What to produce
Rewrite the data below with every "ambulance" changed to "fire truck", keeping everything else the same.

Data lines
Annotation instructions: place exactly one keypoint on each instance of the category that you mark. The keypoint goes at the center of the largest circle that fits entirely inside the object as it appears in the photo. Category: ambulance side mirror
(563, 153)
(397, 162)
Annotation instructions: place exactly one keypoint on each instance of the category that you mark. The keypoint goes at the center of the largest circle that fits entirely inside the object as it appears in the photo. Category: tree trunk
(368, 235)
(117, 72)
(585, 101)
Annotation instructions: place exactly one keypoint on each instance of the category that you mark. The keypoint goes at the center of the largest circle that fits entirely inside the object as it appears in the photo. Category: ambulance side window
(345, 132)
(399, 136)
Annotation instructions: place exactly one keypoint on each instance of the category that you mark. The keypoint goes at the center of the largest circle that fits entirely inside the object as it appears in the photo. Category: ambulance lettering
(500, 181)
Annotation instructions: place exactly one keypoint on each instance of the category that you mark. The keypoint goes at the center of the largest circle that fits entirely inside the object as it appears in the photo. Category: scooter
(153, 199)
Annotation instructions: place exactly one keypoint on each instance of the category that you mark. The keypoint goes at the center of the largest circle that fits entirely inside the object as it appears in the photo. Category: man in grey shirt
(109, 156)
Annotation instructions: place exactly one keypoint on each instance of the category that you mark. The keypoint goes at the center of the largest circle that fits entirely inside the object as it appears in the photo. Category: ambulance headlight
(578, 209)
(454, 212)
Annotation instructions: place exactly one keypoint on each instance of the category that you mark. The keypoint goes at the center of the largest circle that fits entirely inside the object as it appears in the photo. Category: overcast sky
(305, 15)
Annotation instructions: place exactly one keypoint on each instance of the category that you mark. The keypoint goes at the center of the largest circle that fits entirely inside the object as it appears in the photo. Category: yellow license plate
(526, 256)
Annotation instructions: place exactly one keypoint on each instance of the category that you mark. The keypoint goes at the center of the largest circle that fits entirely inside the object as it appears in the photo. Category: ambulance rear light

Exercise solution
Annotation instructions: place exactly one keypoint on each instance of the category that you mark. The keypoint goes at the center of the largest circle that fits entirely inside the object as it appears in the photo. Category: fire truck side mirror
(563, 153)
(397, 162)
Annotation instructions: place exactly one keypoint on each instance of the category that you mark. The keypoint goes at the center of the largest circle that fits entirely inside the object as it appears in the photo. Category: tree trunk
(368, 235)
(117, 72)
(585, 101)
Annotation instructions: place exactly one keypoint on each instance of the category that you mark. The keypoint goes at the center of the largest circle that fits entirely inside the object as it appears in the photo. Category: fire truck side window
(345, 132)
(399, 136)
Annotation instructions: place exactly one keypoint on each instance of the category that you mark. The keypoint goes at the center of the largest circle that fits entirely inside the object as it appears in the photo. Category: fire truck lettering
(500, 181)
Annotation instructions: place exactly one keypoint on each instance of the category that you mark. The keypoint goes at the center of the largest circle that fits entirely inside the object as it appears in the photo. Category: scooter
(153, 199)
Annotation instructions: place exactly one keypoint on each instance of the category that you mark. The keypoint goes at the center of the largest circle that fits entirely inside the object as it appears in the photo. Category: man in grey shirt
(109, 156)
Annotation instructions: place exactly one keypoint on each instance of the category that you mark. The keypoint goes at the center of the largest circle that fits entirely inside the object as it appears in the photo. Category: fire truck headlight
(578, 209)
(454, 212)
Annotation instructions: place exactly one keypoint on each instance of the category that you mark. The keypoint goes at the center of the largest circle that fits entirely inside the object as it appears in the photo. Category: overcast sky
(305, 15)
Annotation instructions: place exactly one keypoint on each instance of the category that you mark. The keypoint goes at the center of the largest circle that fits entirely inside the object as it appears in the photo. Category: yellow license plate
(526, 256)
Annotation instructions: place exactly one keypoint on each instance of the category that you mark. The keypoint goes at the center of the largest circle that fits entirely inside the object as it appears in the photo. Category: fire truck rear light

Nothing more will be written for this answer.